Transcribe only what runs from the line including "Could you point out every instance of the front headlight" through the last line of the entries, exactly as it appears.

(Point localization data)
· · · · · · ·
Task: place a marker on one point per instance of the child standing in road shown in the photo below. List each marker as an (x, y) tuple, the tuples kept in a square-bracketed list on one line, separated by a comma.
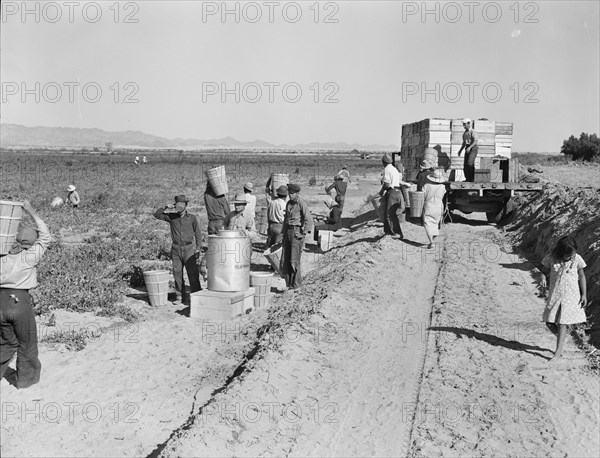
[(567, 295)]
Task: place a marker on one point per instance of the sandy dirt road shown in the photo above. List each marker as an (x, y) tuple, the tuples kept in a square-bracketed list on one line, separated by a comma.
[(488, 388), (336, 369)]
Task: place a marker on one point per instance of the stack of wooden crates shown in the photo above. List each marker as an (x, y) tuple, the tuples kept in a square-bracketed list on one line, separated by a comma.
[(445, 135)]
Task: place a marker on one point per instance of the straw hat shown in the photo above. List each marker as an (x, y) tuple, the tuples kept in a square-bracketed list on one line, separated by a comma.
[(437, 176), (425, 165), (240, 199)]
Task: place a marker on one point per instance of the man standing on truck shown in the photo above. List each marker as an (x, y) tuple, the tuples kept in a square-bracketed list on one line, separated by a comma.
[(470, 147)]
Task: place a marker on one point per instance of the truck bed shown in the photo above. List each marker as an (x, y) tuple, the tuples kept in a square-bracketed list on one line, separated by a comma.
[(457, 185)]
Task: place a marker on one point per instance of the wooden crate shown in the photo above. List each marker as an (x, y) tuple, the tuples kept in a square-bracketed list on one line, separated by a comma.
[(504, 128), (435, 137), (485, 125), (435, 124), (486, 139)]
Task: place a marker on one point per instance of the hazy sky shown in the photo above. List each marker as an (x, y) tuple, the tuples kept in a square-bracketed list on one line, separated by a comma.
[(373, 60)]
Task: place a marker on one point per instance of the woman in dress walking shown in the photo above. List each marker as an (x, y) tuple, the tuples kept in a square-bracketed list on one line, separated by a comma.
[(433, 208), (567, 294)]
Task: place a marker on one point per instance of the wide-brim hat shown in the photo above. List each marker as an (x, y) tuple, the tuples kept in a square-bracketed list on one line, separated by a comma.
[(425, 165), (437, 176), (240, 199)]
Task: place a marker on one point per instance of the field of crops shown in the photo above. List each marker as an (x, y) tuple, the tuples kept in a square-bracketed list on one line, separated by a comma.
[(101, 250)]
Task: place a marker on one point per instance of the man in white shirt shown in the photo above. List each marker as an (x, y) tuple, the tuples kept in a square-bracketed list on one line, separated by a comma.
[(18, 274), (392, 202), (250, 210), (276, 216)]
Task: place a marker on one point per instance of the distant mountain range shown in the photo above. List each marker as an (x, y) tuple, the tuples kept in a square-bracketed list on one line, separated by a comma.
[(15, 135)]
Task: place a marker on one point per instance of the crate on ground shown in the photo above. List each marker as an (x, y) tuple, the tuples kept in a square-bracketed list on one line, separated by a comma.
[(221, 305)]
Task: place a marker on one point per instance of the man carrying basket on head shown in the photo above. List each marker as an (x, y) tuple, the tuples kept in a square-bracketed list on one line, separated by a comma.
[(185, 251)]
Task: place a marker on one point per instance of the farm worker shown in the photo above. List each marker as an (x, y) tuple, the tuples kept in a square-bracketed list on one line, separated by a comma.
[(567, 294), (333, 222), (217, 209), (18, 274), (187, 238), (392, 201), (470, 146), (433, 208), (72, 196), (268, 190), (344, 174), (340, 187), (251, 199), (297, 224), (426, 169), (276, 216), (238, 220)]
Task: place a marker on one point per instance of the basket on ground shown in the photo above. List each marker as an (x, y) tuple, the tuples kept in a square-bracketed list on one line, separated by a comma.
[(157, 285), (261, 281), (10, 218)]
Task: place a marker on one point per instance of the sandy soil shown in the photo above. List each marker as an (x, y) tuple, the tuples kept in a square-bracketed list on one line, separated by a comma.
[(333, 370), (488, 388)]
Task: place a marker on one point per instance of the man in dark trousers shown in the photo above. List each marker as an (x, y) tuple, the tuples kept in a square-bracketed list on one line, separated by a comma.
[(340, 187), (217, 209), (184, 251), (18, 274), (470, 140), (297, 224)]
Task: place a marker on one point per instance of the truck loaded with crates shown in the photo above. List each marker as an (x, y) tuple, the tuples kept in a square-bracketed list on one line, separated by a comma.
[(439, 140)]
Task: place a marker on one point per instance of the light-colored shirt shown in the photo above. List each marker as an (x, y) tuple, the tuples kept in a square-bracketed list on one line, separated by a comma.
[(469, 137), (239, 221), (19, 271), (73, 198), (297, 213), (250, 209), (391, 176), (276, 212)]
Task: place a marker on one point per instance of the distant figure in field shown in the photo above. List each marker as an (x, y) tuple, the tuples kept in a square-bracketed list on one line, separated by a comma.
[(433, 207), (250, 210), (344, 174), (276, 217), (217, 209), (238, 220), (470, 140), (72, 199), (18, 274), (185, 251), (426, 169), (567, 294)]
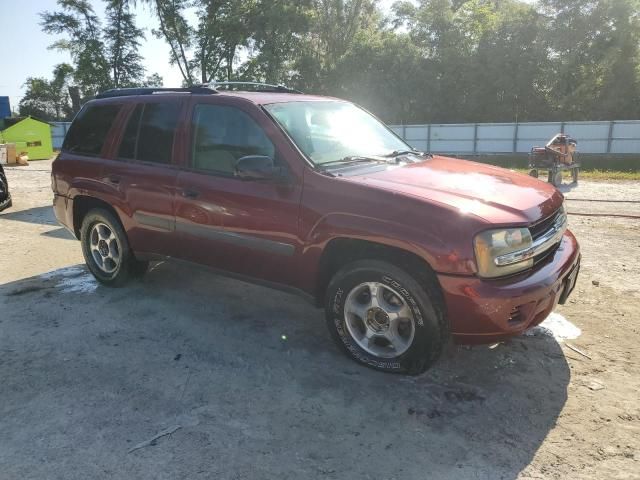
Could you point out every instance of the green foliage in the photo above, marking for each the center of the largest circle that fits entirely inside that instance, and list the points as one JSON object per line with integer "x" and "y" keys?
{"x": 122, "y": 41}
{"x": 48, "y": 99}
{"x": 425, "y": 61}
{"x": 103, "y": 56}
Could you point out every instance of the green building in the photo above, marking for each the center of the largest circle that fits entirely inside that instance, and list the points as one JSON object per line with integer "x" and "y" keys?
{"x": 29, "y": 134}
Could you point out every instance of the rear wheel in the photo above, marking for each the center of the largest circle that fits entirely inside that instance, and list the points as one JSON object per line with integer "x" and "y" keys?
{"x": 382, "y": 317}
{"x": 106, "y": 249}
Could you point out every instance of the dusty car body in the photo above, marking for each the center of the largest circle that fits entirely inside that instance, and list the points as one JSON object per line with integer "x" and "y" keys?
{"x": 471, "y": 252}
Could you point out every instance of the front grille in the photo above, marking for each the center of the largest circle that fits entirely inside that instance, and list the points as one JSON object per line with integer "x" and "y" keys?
{"x": 541, "y": 257}
{"x": 543, "y": 227}
{"x": 540, "y": 228}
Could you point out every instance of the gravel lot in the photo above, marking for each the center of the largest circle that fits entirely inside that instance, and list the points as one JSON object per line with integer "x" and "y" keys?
{"x": 89, "y": 374}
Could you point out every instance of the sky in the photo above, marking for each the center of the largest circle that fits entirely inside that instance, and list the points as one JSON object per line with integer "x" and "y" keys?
{"x": 26, "y": 52}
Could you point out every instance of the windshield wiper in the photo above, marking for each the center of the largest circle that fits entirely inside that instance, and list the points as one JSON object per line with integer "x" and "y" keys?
{"x": 397, "y": 153}
{"x": 351, "y": 159}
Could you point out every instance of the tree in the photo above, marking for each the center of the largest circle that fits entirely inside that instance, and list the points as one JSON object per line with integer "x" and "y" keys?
{"x": 122, "y": 41}
{"x": 595, "y": 58}
{"x": 48, "y": 99}
{"x": 77, "y": 19}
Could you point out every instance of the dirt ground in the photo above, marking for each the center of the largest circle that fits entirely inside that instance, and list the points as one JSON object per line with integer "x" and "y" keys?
{"x": 88, "y": 373}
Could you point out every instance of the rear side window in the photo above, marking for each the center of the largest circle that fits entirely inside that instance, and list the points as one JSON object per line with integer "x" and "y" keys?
{"x": 221, "y": 135}
{"x": 89, "y": 130}
{"x": 149, "y": 133}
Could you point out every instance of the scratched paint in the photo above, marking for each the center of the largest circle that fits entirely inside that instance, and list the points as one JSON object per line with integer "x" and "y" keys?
{"x": 557, "y": 326}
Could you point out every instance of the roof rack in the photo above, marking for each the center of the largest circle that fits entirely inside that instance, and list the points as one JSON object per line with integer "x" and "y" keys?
{"x": 253, "y": 86}
{"x": 125, "y": 92}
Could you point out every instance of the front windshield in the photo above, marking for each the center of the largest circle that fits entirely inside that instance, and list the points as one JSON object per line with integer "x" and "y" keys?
{"x": 331, "y": 131}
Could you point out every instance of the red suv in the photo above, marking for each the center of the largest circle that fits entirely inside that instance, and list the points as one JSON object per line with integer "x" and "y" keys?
{"x": 315, "y": 195}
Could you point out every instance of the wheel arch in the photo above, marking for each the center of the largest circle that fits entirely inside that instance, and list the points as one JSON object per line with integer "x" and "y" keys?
{"x": 83, "y": 204}
{"x": 343, "y": 250}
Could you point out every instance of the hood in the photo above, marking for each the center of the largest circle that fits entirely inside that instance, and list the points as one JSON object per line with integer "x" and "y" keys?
{"x": 496, "y": 195}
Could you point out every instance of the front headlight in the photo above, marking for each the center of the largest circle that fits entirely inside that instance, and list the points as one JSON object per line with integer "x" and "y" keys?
{"x": 500, "y": 252}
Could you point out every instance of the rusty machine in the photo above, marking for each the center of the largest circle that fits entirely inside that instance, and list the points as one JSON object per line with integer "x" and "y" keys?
{"x": 559, "y": 154}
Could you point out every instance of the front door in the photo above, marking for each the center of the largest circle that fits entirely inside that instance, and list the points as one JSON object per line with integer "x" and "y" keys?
{"x": 245, "y": 227}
· · · · · · ·
TASK RESULT:
Could you point out every instance of the front headlight in the photo above, marking for each the center of the largest circle that fits entirely inside that instance, and list the points as one JSON object per line with integer "x" and "y" keys?
{"x": 500, "y": 252}
Could you point out every instance of the rusty machine in the photo above, marking for each the center of the largest circle that fits entirely inside that instance, and list the points as one JSON object per line with integer "x" and "y" keys?
{"x": 559, "y": 154}
Could you point out every instance of the front door in the photo above, marking for each the center of the largest circle that fits entirely inside that instance, and list the points as one JSON object per line with integer "x" and "y" keys?
{"x": 245, "y": 227}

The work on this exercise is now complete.